• **TO BE DONE**
Copy the rows below, requests included, from the start through the line with "point(160, 90)", leaving out the pictures. Shift each answer coordinate by adding 28 to both of its numbers, and leave the requests and their sample points unchanged.

(Stored records)
"""

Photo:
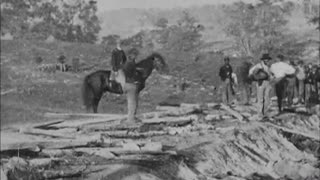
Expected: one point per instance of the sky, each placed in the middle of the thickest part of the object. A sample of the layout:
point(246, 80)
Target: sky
point(104, 5)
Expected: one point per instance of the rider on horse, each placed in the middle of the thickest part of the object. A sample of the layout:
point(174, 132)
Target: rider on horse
point(118, 59)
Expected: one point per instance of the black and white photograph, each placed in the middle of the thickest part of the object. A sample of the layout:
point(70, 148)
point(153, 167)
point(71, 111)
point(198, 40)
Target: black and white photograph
point(160, 90)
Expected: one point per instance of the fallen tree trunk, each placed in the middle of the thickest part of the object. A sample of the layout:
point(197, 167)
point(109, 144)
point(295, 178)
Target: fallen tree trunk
point(43, 162)
point(66, 173)
point(78, 115)
point(128, 134)
point(312, 136)
point(232, 112)
point(17, 142)
point(172, 112)
point(171, 120)
point(51, 133)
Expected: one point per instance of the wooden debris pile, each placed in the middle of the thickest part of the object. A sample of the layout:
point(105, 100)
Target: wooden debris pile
point(84, 145)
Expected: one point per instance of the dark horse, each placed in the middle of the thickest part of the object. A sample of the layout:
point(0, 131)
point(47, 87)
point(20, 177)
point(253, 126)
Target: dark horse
point(97, 83)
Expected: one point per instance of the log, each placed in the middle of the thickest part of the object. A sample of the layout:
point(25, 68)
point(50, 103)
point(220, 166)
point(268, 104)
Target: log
point(8, 91)
point(66, 173)
point(195, 106)
point(18, 141)
point(232, 112)
point(172, 120)
point(126, 134)
point(42, 162)
point(51, 133)
point(152, 146)
point(312, 136)
point(78, 115)
point(166, 108)
point(172, 112)
point(83, 122)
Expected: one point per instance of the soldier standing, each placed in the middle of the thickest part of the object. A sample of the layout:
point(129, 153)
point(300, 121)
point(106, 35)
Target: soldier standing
point(261, 73)
point(226, 86)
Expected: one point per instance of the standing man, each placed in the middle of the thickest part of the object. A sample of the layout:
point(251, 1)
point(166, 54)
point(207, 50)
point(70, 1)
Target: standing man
point(261, 73)
point(285, 80)
point(225, 76)
point(118, 59)
point(301, 76)
point(245, 80)
point(131, 85)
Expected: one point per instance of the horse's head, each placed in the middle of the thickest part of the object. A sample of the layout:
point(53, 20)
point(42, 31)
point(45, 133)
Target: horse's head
point(159, 63)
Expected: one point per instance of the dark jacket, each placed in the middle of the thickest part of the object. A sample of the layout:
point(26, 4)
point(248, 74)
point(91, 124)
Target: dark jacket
point(244, 72)
point(309, 77)
point(118, 59)
point(129, 69)
point(225, 72)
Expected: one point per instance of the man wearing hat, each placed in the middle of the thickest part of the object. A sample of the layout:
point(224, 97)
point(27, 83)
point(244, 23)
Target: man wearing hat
point(129, 83)
point(261, 73)
point(285, 80)
point(225, 74)
point(118, 59)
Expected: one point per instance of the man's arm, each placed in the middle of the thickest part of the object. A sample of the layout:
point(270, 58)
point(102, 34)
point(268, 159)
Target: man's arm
point(113, 61)
point(253, 69)
point(221, 71)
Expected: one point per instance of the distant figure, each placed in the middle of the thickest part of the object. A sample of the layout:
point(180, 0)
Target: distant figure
point(61, 60)
point(129, 67)
point(261, 73)
point(285, 80)
point(246, 82)
point(38, 60)
point(75, 64)
point(301, 76)
point(118, 59)
point(225, 74)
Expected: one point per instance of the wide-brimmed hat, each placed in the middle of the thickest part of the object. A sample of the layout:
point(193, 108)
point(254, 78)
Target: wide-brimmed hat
point(133, 51)
point(266, 57)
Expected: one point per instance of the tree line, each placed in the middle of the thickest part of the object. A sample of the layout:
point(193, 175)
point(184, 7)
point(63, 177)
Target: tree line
point(66, 20)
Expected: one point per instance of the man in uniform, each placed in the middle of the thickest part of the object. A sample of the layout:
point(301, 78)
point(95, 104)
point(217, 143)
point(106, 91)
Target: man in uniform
point(261, 73)
point(118, 59)
point(284, 79)
point(226, 86)
point(301, 76)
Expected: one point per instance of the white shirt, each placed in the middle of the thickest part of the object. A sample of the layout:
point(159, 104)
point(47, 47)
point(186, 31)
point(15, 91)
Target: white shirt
point(235, 78)
point(260, 65)
point(281, 69)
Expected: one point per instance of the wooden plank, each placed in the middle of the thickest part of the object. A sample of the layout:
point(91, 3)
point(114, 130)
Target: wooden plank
point(312, 136)
point(127, 134)
point(87, 121)
point(171, 120)
point(232, 112)
point(78, 115)
point(65, 133)
point(16, 141)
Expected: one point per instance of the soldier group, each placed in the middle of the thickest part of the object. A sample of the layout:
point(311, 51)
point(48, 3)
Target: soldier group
point(288, 78)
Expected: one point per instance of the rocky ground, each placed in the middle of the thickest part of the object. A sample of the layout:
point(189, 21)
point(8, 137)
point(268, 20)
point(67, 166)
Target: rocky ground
point(185, 132)
point(192, 141)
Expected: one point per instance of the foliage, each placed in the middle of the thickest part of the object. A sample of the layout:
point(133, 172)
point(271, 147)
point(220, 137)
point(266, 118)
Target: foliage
point(259, 28)
point(162, 23)
point(73, 21)
point(183, 36)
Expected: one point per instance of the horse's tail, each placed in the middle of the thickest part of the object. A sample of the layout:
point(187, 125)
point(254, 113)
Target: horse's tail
point(87, 92)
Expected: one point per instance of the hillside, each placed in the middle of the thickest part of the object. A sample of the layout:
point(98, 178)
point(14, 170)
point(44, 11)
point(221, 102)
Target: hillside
point(127, 22)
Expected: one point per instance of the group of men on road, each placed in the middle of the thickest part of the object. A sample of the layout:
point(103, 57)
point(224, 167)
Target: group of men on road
point(286, 77)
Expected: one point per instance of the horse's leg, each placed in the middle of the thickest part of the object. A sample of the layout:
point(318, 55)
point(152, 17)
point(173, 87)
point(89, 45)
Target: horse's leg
point(279, 93)
point(95, 104)
point(132, 100)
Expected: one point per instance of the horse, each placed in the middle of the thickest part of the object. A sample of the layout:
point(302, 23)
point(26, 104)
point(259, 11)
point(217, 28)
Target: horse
point(97, 83)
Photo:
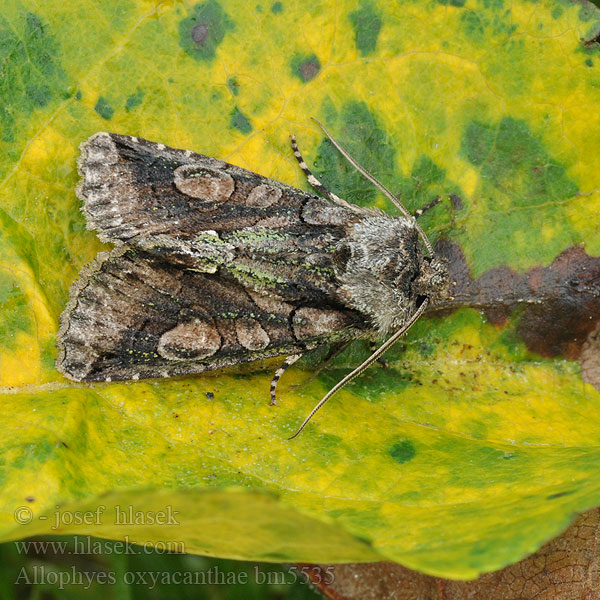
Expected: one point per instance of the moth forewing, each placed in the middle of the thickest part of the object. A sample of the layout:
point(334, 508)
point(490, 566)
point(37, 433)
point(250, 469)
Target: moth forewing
point(220, 266)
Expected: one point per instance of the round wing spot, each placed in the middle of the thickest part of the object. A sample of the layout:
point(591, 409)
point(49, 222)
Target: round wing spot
point(312, 322)
point(193, 340)
point(203, 183)
point(251, 335)
point(263, 195)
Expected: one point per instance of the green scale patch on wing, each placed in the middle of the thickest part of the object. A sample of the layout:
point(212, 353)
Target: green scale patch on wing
point(134, 316)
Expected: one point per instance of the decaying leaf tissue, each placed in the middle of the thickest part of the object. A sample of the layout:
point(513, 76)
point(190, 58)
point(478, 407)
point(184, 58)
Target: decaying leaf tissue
point(216, 266)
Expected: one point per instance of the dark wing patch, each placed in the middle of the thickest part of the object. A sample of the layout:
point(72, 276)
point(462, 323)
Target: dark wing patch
point(209, 215)
point(133, 315)
point(134, 189)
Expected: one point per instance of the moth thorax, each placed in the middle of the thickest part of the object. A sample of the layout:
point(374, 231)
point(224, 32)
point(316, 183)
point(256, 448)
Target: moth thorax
point(382, 270)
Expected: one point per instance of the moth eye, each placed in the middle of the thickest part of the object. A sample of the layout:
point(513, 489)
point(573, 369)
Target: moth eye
point(341, 256)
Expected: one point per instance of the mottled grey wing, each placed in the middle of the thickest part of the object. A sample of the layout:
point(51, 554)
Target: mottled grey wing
point(210, 215)
point(133, 315)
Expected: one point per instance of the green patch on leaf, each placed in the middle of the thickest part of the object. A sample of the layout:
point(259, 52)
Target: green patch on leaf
point(233, 86)
point(366, 22)
point(134, 100)
point(30, 71)
point(403, 451)
point(306, 67)
point(201, 33)
point(104, 109)
point(240, 122)
point(367, 142)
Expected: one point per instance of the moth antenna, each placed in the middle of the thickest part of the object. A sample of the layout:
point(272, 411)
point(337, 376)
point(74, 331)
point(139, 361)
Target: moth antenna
point(378, 185)
point(383, 348)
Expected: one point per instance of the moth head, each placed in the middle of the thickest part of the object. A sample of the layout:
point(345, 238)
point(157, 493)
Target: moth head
point(384, 273)
point(433, 281)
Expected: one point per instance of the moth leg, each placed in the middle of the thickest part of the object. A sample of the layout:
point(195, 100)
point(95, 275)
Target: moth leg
point(372, 347)
point(335, 352)
point(425, 208)
point(312, 180)
point(289, 361)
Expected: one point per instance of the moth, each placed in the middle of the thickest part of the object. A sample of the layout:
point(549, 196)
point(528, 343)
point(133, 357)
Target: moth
point(216, 266)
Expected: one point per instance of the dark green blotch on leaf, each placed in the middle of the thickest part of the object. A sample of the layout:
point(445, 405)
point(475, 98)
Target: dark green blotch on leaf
point(514, 162)
point(240, 121)
point(403, 451)
point(233, 85)
point(477, 142)
point(134, 100)
point(306, 67)
point(361, 134)
point(204, 30)
point(104, 109)
point(366, 22)
point(30, 74)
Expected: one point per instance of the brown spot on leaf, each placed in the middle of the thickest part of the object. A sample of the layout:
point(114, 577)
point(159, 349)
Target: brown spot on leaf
point(560, 303)
point(567, 568)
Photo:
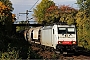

"""

• **ANSWER TO THE EXERCISE**
Photo:
Expected: one point per instance of the sky, each placed in the middle of the thickest part of the object. A sample of the layout:
point(246, 80)
Target: sky
point(132, 33)
Expected: one point per instance of the rider on horse, each placed in the middle of the thickest part of the object. A sample of the layout:
point(174, 132)
Target: rider on horse
point(146, 87)
Expected: one point per instance of the black and white photograph, each placed in the middle of the thickest part of the object. A sample of the layout:
point(70, 148)
point(153, 167)
point(71, 111)
point(198, 40)
Target: black and white photograph
point(188, 118)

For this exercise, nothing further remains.